ABOUT THIS TASK: Swap "positive clicks" for "foreground clicks" in the records from their first line through the line with "negative clicks: (764, 44) (753, 36)", and write those lines out again with everything else unchanged.

Stored items:
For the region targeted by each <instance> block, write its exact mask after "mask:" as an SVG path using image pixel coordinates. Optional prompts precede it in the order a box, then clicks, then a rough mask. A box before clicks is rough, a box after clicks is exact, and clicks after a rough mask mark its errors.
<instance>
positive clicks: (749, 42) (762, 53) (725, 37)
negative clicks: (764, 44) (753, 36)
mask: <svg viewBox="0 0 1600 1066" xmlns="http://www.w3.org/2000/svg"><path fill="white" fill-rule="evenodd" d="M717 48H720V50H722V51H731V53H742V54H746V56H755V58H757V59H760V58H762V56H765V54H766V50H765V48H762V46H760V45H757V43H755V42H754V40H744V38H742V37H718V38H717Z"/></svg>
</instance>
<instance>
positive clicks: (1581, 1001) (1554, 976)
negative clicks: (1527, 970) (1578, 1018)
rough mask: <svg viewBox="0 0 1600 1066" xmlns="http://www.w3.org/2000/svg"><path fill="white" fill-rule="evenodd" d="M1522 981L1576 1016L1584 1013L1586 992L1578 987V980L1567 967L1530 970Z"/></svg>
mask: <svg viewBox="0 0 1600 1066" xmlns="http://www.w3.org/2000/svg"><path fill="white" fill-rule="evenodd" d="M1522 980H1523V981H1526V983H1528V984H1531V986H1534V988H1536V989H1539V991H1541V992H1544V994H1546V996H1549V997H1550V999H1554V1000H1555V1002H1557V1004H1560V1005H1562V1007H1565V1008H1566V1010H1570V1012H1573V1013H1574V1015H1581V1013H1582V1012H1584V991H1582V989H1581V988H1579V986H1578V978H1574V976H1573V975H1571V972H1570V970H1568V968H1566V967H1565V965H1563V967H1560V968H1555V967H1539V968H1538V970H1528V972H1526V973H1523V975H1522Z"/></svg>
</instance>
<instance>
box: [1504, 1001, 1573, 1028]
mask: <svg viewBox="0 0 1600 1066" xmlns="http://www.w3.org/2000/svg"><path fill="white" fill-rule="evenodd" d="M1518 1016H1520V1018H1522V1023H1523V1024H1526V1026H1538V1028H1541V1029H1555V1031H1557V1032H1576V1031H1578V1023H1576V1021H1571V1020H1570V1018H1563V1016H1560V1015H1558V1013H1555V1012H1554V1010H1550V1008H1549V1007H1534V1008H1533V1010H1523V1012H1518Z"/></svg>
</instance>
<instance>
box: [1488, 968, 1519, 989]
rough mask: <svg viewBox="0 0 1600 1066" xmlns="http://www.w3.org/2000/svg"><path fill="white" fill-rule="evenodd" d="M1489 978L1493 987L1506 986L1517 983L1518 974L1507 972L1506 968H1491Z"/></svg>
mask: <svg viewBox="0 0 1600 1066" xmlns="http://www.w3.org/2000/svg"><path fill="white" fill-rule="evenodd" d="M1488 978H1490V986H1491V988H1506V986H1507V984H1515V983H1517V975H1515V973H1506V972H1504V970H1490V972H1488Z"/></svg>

RESPONSE:
For the region targeted by each <instance> block, write its exact mask after "mask:" as an SVG path using image pixel coordinates. Optional prompts precede it in the order a box, then clicks, then a rough mask. A box before clicks is rough, a box after clicks is exact, and clicks after a rough mask mark its errors.
<instance>
foreground clicks: (749, 42) (762, 53) (725, 37)
negative clicks: (764, 44) (753, 36)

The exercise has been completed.